======== Information shown

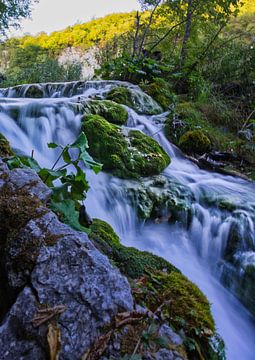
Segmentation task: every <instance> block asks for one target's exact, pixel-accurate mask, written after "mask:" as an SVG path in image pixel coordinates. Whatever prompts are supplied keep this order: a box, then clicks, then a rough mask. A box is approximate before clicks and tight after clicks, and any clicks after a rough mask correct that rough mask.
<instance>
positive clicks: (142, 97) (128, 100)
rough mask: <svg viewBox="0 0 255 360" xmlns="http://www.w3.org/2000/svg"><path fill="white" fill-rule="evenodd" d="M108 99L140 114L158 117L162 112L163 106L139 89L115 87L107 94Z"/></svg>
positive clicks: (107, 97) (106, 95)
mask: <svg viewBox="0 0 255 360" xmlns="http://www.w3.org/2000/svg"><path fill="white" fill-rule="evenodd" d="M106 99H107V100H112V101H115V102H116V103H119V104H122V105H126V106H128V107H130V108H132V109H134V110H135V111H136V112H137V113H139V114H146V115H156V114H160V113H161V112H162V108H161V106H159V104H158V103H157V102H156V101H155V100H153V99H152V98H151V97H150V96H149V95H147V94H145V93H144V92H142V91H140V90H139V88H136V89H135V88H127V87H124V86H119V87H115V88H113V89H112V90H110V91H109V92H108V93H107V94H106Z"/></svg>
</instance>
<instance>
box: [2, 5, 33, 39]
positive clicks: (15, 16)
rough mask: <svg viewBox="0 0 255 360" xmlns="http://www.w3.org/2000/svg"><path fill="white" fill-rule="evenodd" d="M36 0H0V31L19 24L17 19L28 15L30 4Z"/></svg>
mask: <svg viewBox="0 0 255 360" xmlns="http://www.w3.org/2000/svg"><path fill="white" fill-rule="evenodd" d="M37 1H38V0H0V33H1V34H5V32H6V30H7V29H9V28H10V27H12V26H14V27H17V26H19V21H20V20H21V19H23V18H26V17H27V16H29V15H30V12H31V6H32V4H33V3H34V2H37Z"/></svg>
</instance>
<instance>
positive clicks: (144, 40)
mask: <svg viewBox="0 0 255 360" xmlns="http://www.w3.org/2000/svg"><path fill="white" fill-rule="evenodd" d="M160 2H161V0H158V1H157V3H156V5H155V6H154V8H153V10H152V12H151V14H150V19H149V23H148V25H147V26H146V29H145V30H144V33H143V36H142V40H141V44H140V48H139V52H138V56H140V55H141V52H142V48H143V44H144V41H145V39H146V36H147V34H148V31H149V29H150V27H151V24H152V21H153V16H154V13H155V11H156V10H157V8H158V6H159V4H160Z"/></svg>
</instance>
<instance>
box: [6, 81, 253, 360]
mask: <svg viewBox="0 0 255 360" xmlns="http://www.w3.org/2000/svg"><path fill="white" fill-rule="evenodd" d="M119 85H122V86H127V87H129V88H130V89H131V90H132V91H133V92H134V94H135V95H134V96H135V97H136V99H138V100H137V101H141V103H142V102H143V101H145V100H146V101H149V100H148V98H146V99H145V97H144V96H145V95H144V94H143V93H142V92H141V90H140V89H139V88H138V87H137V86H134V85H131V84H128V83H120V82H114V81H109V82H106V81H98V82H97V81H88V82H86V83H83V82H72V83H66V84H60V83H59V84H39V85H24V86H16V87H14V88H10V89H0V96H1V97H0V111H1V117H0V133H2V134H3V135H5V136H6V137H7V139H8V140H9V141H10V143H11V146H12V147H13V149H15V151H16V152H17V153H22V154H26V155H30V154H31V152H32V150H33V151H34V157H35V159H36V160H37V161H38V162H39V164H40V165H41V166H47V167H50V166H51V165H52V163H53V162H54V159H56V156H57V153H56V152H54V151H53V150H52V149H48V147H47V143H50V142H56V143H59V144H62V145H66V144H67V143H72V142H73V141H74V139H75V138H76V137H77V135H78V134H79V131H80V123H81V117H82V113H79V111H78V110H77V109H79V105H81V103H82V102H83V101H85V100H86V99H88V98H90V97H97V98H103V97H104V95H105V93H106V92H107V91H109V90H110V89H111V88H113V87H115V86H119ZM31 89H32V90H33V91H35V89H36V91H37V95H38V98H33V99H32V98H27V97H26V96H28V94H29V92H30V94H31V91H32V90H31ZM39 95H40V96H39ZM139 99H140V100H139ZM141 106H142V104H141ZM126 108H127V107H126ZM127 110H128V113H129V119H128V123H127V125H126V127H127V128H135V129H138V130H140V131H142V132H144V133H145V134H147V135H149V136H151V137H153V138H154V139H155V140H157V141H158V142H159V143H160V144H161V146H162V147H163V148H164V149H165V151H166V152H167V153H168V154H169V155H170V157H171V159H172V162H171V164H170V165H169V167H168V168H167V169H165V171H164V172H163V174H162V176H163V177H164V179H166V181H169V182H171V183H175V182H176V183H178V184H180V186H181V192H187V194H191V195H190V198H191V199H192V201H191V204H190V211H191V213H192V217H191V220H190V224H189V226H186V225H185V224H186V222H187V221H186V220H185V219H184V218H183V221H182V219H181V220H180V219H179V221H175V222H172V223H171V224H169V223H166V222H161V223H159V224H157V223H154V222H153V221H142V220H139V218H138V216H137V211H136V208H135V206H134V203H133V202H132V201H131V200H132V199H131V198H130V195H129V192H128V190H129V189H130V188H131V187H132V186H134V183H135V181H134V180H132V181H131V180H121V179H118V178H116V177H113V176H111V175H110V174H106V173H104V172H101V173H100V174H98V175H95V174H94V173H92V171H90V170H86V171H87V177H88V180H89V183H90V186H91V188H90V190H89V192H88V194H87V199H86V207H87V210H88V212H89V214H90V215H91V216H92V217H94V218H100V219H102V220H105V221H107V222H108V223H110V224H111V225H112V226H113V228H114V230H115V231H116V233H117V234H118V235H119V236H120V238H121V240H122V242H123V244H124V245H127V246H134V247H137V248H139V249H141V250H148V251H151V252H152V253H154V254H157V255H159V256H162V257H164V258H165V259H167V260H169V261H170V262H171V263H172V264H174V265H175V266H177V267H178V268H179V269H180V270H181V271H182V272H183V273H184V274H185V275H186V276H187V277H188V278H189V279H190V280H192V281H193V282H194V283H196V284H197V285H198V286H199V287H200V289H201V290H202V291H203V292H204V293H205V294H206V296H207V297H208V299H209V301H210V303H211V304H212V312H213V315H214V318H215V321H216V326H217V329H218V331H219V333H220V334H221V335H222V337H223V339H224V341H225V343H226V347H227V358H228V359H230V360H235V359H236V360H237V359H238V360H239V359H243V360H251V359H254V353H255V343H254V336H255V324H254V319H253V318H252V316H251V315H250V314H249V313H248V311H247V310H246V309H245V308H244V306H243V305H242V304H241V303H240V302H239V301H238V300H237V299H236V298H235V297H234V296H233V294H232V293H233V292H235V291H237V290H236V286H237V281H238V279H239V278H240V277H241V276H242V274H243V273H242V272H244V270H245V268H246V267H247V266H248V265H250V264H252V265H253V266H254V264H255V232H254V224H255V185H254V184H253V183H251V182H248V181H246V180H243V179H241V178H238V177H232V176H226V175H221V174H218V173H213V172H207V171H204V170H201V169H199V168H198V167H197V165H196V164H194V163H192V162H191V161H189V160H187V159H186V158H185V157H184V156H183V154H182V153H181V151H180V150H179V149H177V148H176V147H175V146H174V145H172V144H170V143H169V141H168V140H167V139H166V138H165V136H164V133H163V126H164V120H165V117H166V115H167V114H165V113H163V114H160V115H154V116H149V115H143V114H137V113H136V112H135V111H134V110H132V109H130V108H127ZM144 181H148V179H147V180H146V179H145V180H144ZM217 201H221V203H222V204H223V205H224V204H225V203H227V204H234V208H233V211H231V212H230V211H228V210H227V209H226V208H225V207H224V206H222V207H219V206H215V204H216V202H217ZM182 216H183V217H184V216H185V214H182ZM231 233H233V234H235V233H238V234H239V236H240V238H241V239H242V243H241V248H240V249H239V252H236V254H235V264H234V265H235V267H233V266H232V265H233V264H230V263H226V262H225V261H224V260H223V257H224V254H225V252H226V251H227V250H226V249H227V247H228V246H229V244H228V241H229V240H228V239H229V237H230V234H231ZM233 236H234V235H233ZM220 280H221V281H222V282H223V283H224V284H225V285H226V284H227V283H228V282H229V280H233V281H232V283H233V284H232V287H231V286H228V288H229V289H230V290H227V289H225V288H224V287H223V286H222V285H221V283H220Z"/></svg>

================

__Exercise requirements__:
What you give back should be exactly the lines from the top of the data above down to and including the line with "positive clicks: (15, 16)", minus any pictures.

__Solution to the problem__:
Segmentation task: every <instance> block asks for one target's exact, pixel-accurate mask, written after "mask:" as an SVG path in image pixel coordinates. Whatever prompts are supplied keep this order: a box, then clicks, then a rough mask. A box is approximate before clicks and tight after clicks, and any clicks after a rough mask correct that rough mask.
<instance>
positive clicks: (142, 97) (128, 100)
rough mask: <svg viewBox="0 0 255 360" xmlns="http://www.w3.org/2000/svg"><path fill="white" fill-rule="evenodd" d="M108 99L140 114L158 117L162 112L163 106L139 89L115 87L107 94Z"/></svg>
positive clicks: (107, 97) (106, 95)
mask: <svg viewBox="0 0 255 360" xmlns="http://www.w3.org/2000/svg"><path fill="white" fill-rule="evenodd" d="M106 99H107V100H112V101H115V102H116V103H119V104H122V105H126V106H128V107H130V108H132V109H134V110H135V111H136V112H137V113H139V114H146V115H156V114H160V113H161V112H162V108H161V106H159V104H158V103H157V102H156V101H155V100H153V99H152V98H151V97H150V96H149V95H147V94H145V93H144V92H142V91H140V90H139V88H136V89H135V88H127V87H124V86H119V87H115V88H113V89H112V90H110V91H109V92H108V93H107V94H106Z"/></svg>
</instance>
<instance>
box: [2, 5, 33, 39]
positive clicks: (15, 16)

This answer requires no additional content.